- _Prompt_
Repeat each record below exactly as given.

- _Coordinate annotation records_

• • • •

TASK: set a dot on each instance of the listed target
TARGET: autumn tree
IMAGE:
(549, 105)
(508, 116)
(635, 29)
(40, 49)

• • • •

- _Written answer_
TASK: set a dot on each instance of the listed target
TARGET: autumn tree
IMAGE:
(549, 105)
(508, 116)
(635, 29)
(40, 49)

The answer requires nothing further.